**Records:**
+-------+
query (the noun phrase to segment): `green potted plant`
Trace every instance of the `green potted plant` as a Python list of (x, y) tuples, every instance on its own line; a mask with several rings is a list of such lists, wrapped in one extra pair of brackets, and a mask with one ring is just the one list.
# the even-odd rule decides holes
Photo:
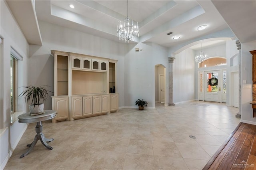
[(144, 107), (147, 106), (147, 104), (148, 104), (148, 102), (147, 102), (146, 101), (143, 100), (143, 99), (140, 100), (138, 99), (135, 102), (135, 105), (139, 107), (139, 110), (143, 110), (144, 109)]
[(25, 101), (28, 104), (30, 100), (32, 99), (31, 104), (28, 106), (30, 110), (30, 115), (38, 115), (44, 113), (44, 104), (40, 103), (40, 99), (43, 102), (46, 101), (47, 97), (49, 96), (48, 92), (52, 92), (46, 89), (47, 86), (42, 86), (38, 87), (29, 85), (23, 86), (26, 89), (19, 95), (25, 96)]

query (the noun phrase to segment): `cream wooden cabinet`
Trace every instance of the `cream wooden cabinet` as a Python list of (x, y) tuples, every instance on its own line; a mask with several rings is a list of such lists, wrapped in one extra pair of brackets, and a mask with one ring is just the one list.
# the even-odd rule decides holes
[(95, 59), (92, 59), (92, 70), (100, 70), (99, 60)]
[(100, 71), (106, 71), (108, 69), (108, 62), (105, 61), (100, 61)]
[(118, 95), (110, 95), (110, 111), (118, 111)]
[(92, 101), (92, 113), (101, 113), (101, 96), (93, 96)]
[(82, 59), (82, 68), (84, 70), (92, 69), (92, 59), (87, 58)]
[(83, 97), (83, 115), (92, 115), (92, 96)]
[(83, 97), (72, 97), (72, 117), (76, 118), (83, 115)]
[(72, 68), (82, 69), (82, 58), (81, 57), (72, 56)]
[(53, 120), (72, 121), (118, 111), (117, 60), (56, 50), (51, 53), (54, 57), (52, 109), (58, 112)]
[(110, 111), (110, 96), (109, 95), (101, 96), (101, 112), (108, 113)]
[(52, 110), (57, 111), (57, 115), (52, 119), (53, 123), (68, 119), (68, 97), (53, 98)]

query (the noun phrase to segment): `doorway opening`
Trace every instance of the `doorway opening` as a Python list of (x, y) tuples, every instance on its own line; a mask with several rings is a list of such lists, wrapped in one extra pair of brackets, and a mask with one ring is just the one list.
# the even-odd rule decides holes
[(155, 102), (165, 104), (166, 68), (162, 64), (155, 65)]

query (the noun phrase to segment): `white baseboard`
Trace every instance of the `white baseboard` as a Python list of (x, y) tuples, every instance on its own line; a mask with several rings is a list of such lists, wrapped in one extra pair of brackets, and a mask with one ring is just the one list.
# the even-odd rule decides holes
[(241, 122), (242, 122), (243, 123), (248, 123), (248, 124), (254, 125), (256, 125), (256, 122), (253, 122), (252, 121), (246, 121), (245, 120), (241, 119), (240, 121)]
[(180, 101), (179, 102), (174, 103), (174, 104), (175, 105), (178, 105), (178, 104), (179, 104), (183, 103), (184, 103), (188, 102), (190, 102), (190, 101), (195, 101), (195, 100), (196, 100), (196, 99), (189, 100), (187, 100), (187, 101)]
[(29, 125), (29, 123), (27, 123), (26, 127), (25, 128), (24, 128), (24, 129), (22, 130), (22, 131), (21, 133), (20, 133), (20, 136), (17, 138), (17, 140), (16, 140), (16, 141), (14, 143), (14, 144), (13, 145), (13, 146), (12, 146), (12, 148), (13, 148), (13, 150), (11, 150), (8, 153), (8, 154), (6, 156), (6, 157), (5, 158), (4, 160), (4, 161), (3, 161), (3, 162), (1, 164), (1, 166), (0, 166), (0, 169), (1, 169), (1, 170), (4, 169), (4, 168), (5, 166), (6, 165), (6, 164), (7, 164), (7, 162), (8, 162), (8, 161), (9, 160), (9, 159), (10, 159), (10, 158), (12, 156), (12, 153), (13, 153), (13, 151), (15, 149), (15, 148), (16, 148), (16, 147), (17, 146), (17, 145), (18, 145), (18, 144), (19, 143), (19, 142), (20, 142), (20, 139), (21, 139), (21, 138), (22, 137), (22, 135), (23, 135), (23, 134), (24, 133), (24, 132), (25, 132), (25, 131), (27, 129), (27, 128), (28, 128), (28, 125)]
[[(144, 107), (145, 109), (156, 109), (156, 107)], [(121, 106), (119, 109), (138, 109), (138, 106)]]

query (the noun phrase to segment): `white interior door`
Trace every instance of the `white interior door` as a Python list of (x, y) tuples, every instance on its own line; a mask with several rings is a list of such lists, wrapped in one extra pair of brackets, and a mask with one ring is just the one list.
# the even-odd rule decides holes
[(165, 94), (165, 81), (164, 75), (160, 75), (160, 102), (164, 103), (164, 95)]
[(222, 75), (219, 71), (204, 72), (204, 101), (220, 102)]
[[(233, 106), (239, 107), (239, 75), (238, 72), (233, 74)], [(232, 97), (231, 97), (232, 98)]]
[(222, 97), (221, 102), (227, 103), (227, 71), (226, 70), (222, 70)]
[(200, 72), (198, 74), (198, 99), (204, 100), (204, 73)]

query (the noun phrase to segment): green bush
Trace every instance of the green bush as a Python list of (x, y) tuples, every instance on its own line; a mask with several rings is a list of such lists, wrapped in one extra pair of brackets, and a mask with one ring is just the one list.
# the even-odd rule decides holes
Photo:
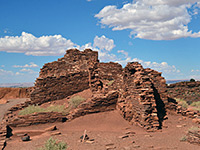
[(191, 106), (200, 108), (200, 101), (198, 101), (198, 102), (193, 102), (193, 103), (191, 104)]
[(85, 98), (83, 98), (83, 97), (81, 97), (79, 95), (74, 96), (69, 100), (69, 107), (70, 108), (76, 108), (83, 101), (85, 101)]
[(176, 101), (178, 102), (179, 106), (182, 106), (183, 108), (188, 108), (188, 103), (185, 100), (176, 98)]
[(45, 145), (39, 150), (66, 150), (67, 149), (67, 144), (65, 142), (58, 142), (57, 139), (54, 139), (50, 137)]
[(188, 129), (188, 131), (199, 131), (199, 128), (192, 126), (191, 128)]
[(38, 105), (30, 105), (19, 112), (19, 115), (29, 115), (33, 113), (39, 112), (64, 112), (65, 106), (64, 105), (52, 105), (47, 108), (42, 108)]
[(181, 139), (180, 139), (180, 141), (181, 142), (187, 141), (187, 136), (186, 135), (182, 136)]
[(115, 80), (111, 80), (110, 82), (108, 82), (108, 86), (112, 85), (114, 81)]

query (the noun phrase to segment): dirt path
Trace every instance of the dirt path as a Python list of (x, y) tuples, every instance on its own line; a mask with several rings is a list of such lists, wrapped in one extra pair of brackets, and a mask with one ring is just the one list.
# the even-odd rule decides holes
[(0, 121), (2, 121), (5, 112), (12, 106), (25, 102), (28, 98), (9, 99), (8, 103), (0, 104)]
[[(56, 125), (60, 135), (54, 137), (68, 144), (67, 150), (197, 150), (198, 145), (181, 142), (188, 128), (195, 126), (191, 119), (183, 120), (182, 116), (170, 115), (162, 132), (146, 132), (140, 127), (130, 125), (117, 111), (90, 114), (71, 122), (35, 125), (26, 128), (13, 128), (14, 132), (29, 130), (43, 131)], [(84, 130), (94, 143), (79, 142)], [(122, 138), (127, 132), (135, 132), (129, 137)], [(31, 135), (31, 141), (21, 142), (19, 137), (12, 137), (5, 150), (35, 150), (44, 145), (52, 132)]]

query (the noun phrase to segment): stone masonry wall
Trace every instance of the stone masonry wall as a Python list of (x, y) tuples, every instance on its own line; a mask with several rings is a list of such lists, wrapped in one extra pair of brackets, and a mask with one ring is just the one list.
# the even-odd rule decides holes
[[(122, 93), (117, 108), (122, 116), (147, 130), (162, 127), (165, 105), (156, 85), (160, 73), (149, 74), (139, 63), (128, 63), (124, 68)], [(164, 88), (164, 87), (163, 87)]]
[(45, 64), (31, 94), (33, 104), (62, 99), (88, 89), (89, 70), (97, 62), (97, 52), (72, 49), (58, 61)]

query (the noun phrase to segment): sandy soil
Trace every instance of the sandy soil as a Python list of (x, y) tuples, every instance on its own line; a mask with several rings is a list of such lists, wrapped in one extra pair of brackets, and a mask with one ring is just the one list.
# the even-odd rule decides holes
[[(52, 133), (60, 132), (54, 137), (65, 141), (68, 150), (197, 150), (198, 145), (180, 142), (188, 128), (195, 126), (191, 119), (182, 119), (179, 115), (168, 115), (162, 132), (146, 132), (140, 127), (130, 125), (117, 111), (90, 114), (71, 122), (34, 125), (13, 128), (14, 136), (7, 141), (5, 150), (36, 150), (43, 146)], [(44, 129), (56, 125), (58, 130), (44, 132)], [(84, 130), (94, 143), (81, 143), (80, 136)], [(122, 138), (127, 132), (135, 132)], [(31, 141), (22, 142), (17, 133), (29, 133)]]
[(8, 99), (7, 103), (5, 104), (0, 104), (0, 121), (3, 119), (3, 116), (5, 114), (5, 112), (11, 108), (12, 106), (19, 104), (19, 103), (23, 103), (26, 100), (28, 100), (29, 98), (18, 98), (18, 99)]

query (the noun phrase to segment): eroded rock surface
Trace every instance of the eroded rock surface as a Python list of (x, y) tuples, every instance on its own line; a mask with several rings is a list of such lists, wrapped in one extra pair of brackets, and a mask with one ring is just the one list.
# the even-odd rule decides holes
[[(127, 121), (154, 130), (162, 128), (166, 109), (170, 108), (166, 82), (160, 72), (144, 69), (137, 62), (128, 63), (125, 68), (118, 63), (100, 63), (95, 51), (70, 49), (63, 58), (43, 66), (31, 93), (31, 101), (11, 108), (8, 115), (28, 105), (60, 100), (87, 89), (92, 92), (91, 98), (72, 110), (66, 116), (68, 120), (88, 113), (117, 109)], [(7, 123), (20, 125), (12, 120), (15, 118), (24, 122), (23, 125), (31, 125), (35, 123), (30, 118), (37, 116), (40, 119), (33, 120), (39, 123), (38, 120), (45, 118), (45, 113), (42, 114), (42, 117), (39, 114), (23, 116), (23, 121), (20, 117), (7, 117)], [(49, 113), (46, 114), (46, 118), (52, 118)], [(46, 122), (56, 120), (59, 118)]]

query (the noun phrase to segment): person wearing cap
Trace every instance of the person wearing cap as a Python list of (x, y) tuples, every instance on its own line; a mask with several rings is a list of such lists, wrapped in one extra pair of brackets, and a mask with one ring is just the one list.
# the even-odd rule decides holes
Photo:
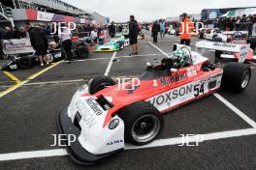
[(160, 24), (158, 23), (158, 21), (156, 20), (154, 23), (153, 23), (153, 26), (152, 26), (152, 37), (153, 37), (153, 42), (157, 42), (157, 37), (158, 37), (158, 32), (160, 31)]
[(48, 54), (48, 36), (45, 31), (40, 29), (40, 25), (36, 24), (34, 29), (30, 32), (31, 45), (35, 49), (35, 55), (38, 56), (41, 67), (44, 67), (44, 61), (47, 66), (49, 65)]
[(68, 24), (65, 23), (62, 27), (61, 27), (61, 32), (58, 33), (59, 38), (61, 40), (61, 44), (63, 47), (63, 51), (65, 53), (65, 57), (67, 58), (67, 60), (69, 61), (69, 63), (73, 62), (73, 53), (71, 51), (72, 49), (72, 33), (69, 31), (68, 29)]
[(190, 45), (191, 33), (193, 31), (194, 23), (190, 20), (188, 15), (184, 13), (181, 14), (181, 23), (179, 26), (180, 44)]
[(138, 44), (139, 25), (135, 20), (134, 15), (130, 15), (129, 21), (129, 40), (130, 44), (133, 46), (133, 52), (129, 55), (137, 55), (139, 50)]
[(115, 26), (114, 26), (114, 22), (112, 21), (112, 24), (109, 26), (109, 33), (110, 36), (112, 38), (114, 38), (114, 34), (115, 34)]

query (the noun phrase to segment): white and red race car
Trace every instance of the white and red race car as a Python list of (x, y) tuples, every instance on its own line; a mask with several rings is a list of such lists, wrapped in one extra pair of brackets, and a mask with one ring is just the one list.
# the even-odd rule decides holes
[(161, 132), (163, 113), (220, 87), (240, 93), (249, 84), (251, 70), (245, 64), (229, 63), (223, 69), (188, 46), (175, 44), (174, 49), (160, 64), (147, 63), (134, 88), (129, 82), (119, 88), (100, 76), (76, 92), (58, 119), (61, 133), (77, 137), (67, 147), (74, 161), (98, 162), (123, 150), (125, 142), (147, 144)]

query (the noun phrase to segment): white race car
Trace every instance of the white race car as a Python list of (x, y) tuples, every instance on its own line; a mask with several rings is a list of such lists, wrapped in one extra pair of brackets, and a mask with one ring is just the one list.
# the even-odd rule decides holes
[(207, 30), (204, 34), (204, 39), (213, 42), (227, 42), (228, 35), (222, 34), (218, 29)]
[(176, 31), (174, 29), (173, 25), (170, 25), (168, 30), (167, 30), (169, 35), (176, 35)]
[(61, 133), (76, 136), (67, 147), (74, 161), (98, 162), (123, 150), (125, 142), (145, 145), (163, 129), (162, 113), (220, 87), (240, 93), (251, 77), (248, 65), (230, 63), (223, 69), (180, 44), (175, 44), (161, 64), (146, 66), (136, 81), (115, 84), (108, 76), (99, 76), (76, 92), (58, 119)]

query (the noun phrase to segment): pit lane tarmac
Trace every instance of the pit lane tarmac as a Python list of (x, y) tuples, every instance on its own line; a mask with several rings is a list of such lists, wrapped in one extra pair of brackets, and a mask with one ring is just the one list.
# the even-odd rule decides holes
[[(115, 54), (96, 53), (92, 55), (98, 58), (62, 62), (1, 98), (0, 169), (255, 169), (255, 70), (244, 93), (220, 91), (167, 113), (156, 141), (144, 147), (126, 145), (126, 151), (98, 165), (80, 166), (64, 148), (50, 147), (51, 134), (58, 133), (56, 116), (80, 85), (103, 74), (136, 77), (146, 61), (165, 57), (163, 52), (170, 53), (177, 41), (173, 36), (159, 41), (154, 44), (159, 51), (146, 34), (139, 56), (129, 57), (131, 48), (126, 47)], [(212, 51), (206, 53), (212, 58)], [(27, 77), (18, 73), (18, 78)], [(178, 146), (180, 134), (202, 134), (205, 141)]]

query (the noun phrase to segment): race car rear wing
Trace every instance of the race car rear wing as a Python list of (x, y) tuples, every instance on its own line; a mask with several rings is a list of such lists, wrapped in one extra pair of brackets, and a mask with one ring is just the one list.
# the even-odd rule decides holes
[(249, 52), (250, 44), (238, 44), (238, 43), (201, 41), (201, 42), (197, 42), (196, 47), (240, 53), (239, 62), (243, 63)]
[(244, 47), (249, 48), (249, 44), (238, 44), (238, 43), (228, 43), (228, 42), (220, 42), (200, 41), (200, 42), (197, 42), (196, 47), (214, 49), (214, 50), (219, 50), (219, 51), (228, 51), (228, 52), (240, 52), (241, 48), (244, 48)]
[(234, 35), (235, 33), (241, 33), (242, 35), (248, 35), (248, 31), (223, 31), (222, 34), (223, 35)]

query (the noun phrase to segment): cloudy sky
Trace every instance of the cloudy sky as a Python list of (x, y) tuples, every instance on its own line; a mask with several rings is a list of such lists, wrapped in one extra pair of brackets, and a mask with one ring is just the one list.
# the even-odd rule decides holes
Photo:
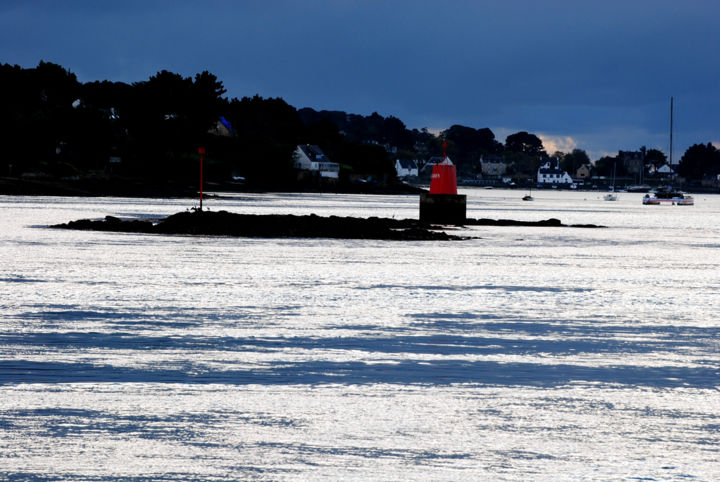
[(82, 82), (215, 74), (229, 97), (525, 130), (596, 159), (720, 146), (718, 0), (0, 0), (0, 62)]

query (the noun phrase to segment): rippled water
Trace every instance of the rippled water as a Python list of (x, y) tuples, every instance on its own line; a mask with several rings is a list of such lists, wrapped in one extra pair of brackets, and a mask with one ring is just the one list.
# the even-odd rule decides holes
[[(0, 197), (0, 479), (720, 478), (720, 197), (467, 190), (463, 242), (48, 229)], [(245, 213), (416, 217), (416, 196)]]

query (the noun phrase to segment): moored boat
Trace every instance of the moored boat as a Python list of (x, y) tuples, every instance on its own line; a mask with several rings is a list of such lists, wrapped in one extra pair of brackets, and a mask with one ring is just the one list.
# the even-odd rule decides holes
[(643, 196), (643, 204), (646, 205), (659, 205), (659, 204), (673, 204), (678, 206), (694, 206), (695, 199), (681, 191), (664, 190), (657, 191), (651, 194)]

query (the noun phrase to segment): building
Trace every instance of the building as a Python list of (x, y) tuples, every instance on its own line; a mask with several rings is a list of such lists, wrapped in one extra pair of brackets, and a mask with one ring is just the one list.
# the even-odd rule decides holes
[(590, 164), (583, 164), (582, 166), (578, 167), (578, 170), (575, 172), (575, 177), (578, 179), (588, 179), (590, 177), (590, 169), (592, 166)]
[(570, 174), (560, 169), (560, 161), (550, 159), (538, 169), (538, 186), (572, 184)]
[(395, 171), (397, 171), (398, 177), (417, 177), (417, 162), (413, 160), (397, 159), (395, 161)]
[(485, 177), (501, 178), (507, 171), (507, 163), (504, 159), (491, 158), (484, 159), (480, 158), (481, 172)]
[(316, 171), (321, 178), (337, 179), (340, 173), (340, 164), (331, 162), (318, 146), (305, 144), (297, 146), (293, 153), (296, 169), (303, 171)]

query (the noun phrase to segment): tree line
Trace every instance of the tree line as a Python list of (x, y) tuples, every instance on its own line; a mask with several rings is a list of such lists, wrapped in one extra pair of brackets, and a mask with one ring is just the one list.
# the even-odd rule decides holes
[[(376, 112), (296, 109), (281, 98), (225, 94), (223, 83), (207, 71), (183, 77), (162, 70), (131, 84), (82, 83), (49, 62), (29, 69), (0, 65), (0, 170), (82, 176), (107, 173), (115, 160), (113, 175), (193, 182), (197, 150), (204, 147), (208, 180), (242, 177), (260, 187), (297, 188), (292, 154), (299, 144), (320, 146), (340, 163), (340, 181), (346, 183), (358, 177), (393, 181), (396, 158), (425, 160), (444, 152), (460, 176), (478, 174), (481, 159), (502, 158), (508, 175), (532, 178), (548, 157), (542, 141), (525, 131), (504, 143), (489, 128), (453, 125), (435, 135)], [(657, 150), (643, 154), (649, 164), (665, 162)], [(553, 156), (572, 174), (590, 163), (581, 149)], [(617, 159), (601, 158), (594, 173), (609, 175), (613, 165), (624, 168)], [(692, 146), (680, 163), (680, 174), (691, 179), (718, 173), (720, 153), (711, 144)]]

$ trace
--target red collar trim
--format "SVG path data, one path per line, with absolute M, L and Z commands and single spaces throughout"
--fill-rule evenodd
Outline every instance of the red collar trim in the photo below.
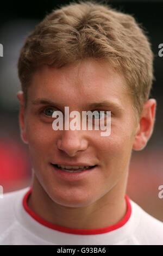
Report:
M 117 223 L 105 228 L 98 228 L 95 229 L 74 229 L 71 228 L 67 228 L 66 227 L 61 227 L 55 224 L 52 224 L 51 222 L 42 219 L 38 215 L 37 215 L 34 211 L 30 210 L 27 204 L 28 198 L 30 194 L 32 189 L 30 189 L 24 196 L 23 199 L 23 205 L 25 210 L 28 214 L 35 221 L 42 225 L 53 229 L 55 230 L 60 231 L 69 234 L 74 234 L 77 235 L 97 235 L 99 234 L 106 233 L 110 232 L 111 231 L 115 230 L 118 228 L 123 226 L 129 220 L 131 214 L 131 207 L 129 202 L 129 197 L 126 195 L 125 199 L 127 203 L 127 211 L 124 217 Z

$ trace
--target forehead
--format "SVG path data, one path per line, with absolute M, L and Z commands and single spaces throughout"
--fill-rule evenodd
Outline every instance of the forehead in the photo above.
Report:
M 33 100 L 53 97 L 68 105 L 109 99 L 122 103 L 128 91 L 122 74 L 106 61 L 92 59 L 60 69 L 42 66 L 34 74 L 29 90 Z

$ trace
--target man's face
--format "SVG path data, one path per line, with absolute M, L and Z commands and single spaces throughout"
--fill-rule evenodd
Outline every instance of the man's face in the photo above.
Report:
M 127 92 L 122 75 L 102 61 L 87 59 L 59 69 L 44 66 L 35 73 L 28 90 L 23 136 L 36 179 L 54 202 L 84 206 L 107 197 L 111 190 L 124 189 L 135 131 Z M 108 106 L 90 106 L 104 101 Z M 53 112 L 64 113 L 65 106 L 70 112 L 111 111 L 111 135 L 102 137 L 101 130 L 54 131 Z M 61 163 L 97 166 L 72 180 L 58 175 L 52 165 Z

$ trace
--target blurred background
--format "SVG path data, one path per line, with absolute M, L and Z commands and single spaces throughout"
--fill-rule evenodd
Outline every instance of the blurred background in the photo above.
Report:
M 0 57 L 0 185 L 4 193 L 31 184 L 28 148 L 21 141 L 18 122 L 16 93 L 20 85 L 16 66 L 21 47 L 47 14 L 68 2 L 7 0 L 1 3 L 0 44 L 3 45 L 3 57 Z M 151 93 L 158 102 L 155 129 L 146 149 L 133 155 L 127 192 L 146 211 L 163 221 L 163 199 L 158 197 L 158 187 L 163 185 L 163 57 L 158 56 L 158 46 L 163 44 L 163 0 L 105 3 L 132 14 L 143 25 L 155 55 L 155 81 Z

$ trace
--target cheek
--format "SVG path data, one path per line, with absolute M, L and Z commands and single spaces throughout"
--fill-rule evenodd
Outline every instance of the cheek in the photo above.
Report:
M 54 147 L 53 141 L 55 131 L 50 123 L 43 123 L 34 119 L 28 121 L 30 125 L 27 125 L 26 134 L 29 147 L 31 150 L 38 152 L 39 154 L 49 150 L 52 145 Z M 49 147 L 51 146 L 51 147 Z
M 122 164 L 129 159 L 132 148 L 131 131 L 125 129 L 112 130 L 111 135 L 101 137 L 98 141 L 99 155 L 104 166 L 111 163 L 116 166 Z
+-------+
**WHAT YOU ARE ASKED TO DO:**
Please write out the material again, starting with the line with "query (the noun phrase to segment): pit" and going on through the line with "134), (205, 141)]]", including the request lines. Scale every coordinate in the answers by 0.5 and round each result to a whole number, rounding halves up.

**ANSWER TO THIS PROBLEM:**
query (the noun phrase to segment): pit lane tarmac
Trace every instance of the pit lane tarmac as a Python list of (x, y) tuples, every instance on its own line; a mask with several rings is a list of such lists, wrapped in one extra pair of brackets, and a mask with one ring is just the one list.
# the even-odd rule decides holes
[[(58, 27), (48, 27), (46, 28), (49, 29), (31, 31), (1, 49), (0, 85), (128, 85), (128, 35), (122, 47), (110, 46), (84, 57), (78, 71), (72, 74), (63, 73), (63, 76), (49, 83), (40, 83), (32, 74), (25, 74), (26, 67), (29, 67), (28, 58), (40, 43), (52, 37), (68, 39), (73, 31), (83, 29), (82, 26), (85, 27), (89, 21), (87, 18), (80, 21), (77, 22), (80, 26), (73, 17), (70, 28), (65, 29), (66, 24), (63, 24)], [(106, 26), (103, 27), (106, 29)], [(14, 39), (9, 37), (9, 39)], [(89, 73), (90, 67), (101, 67), (103, 71)]]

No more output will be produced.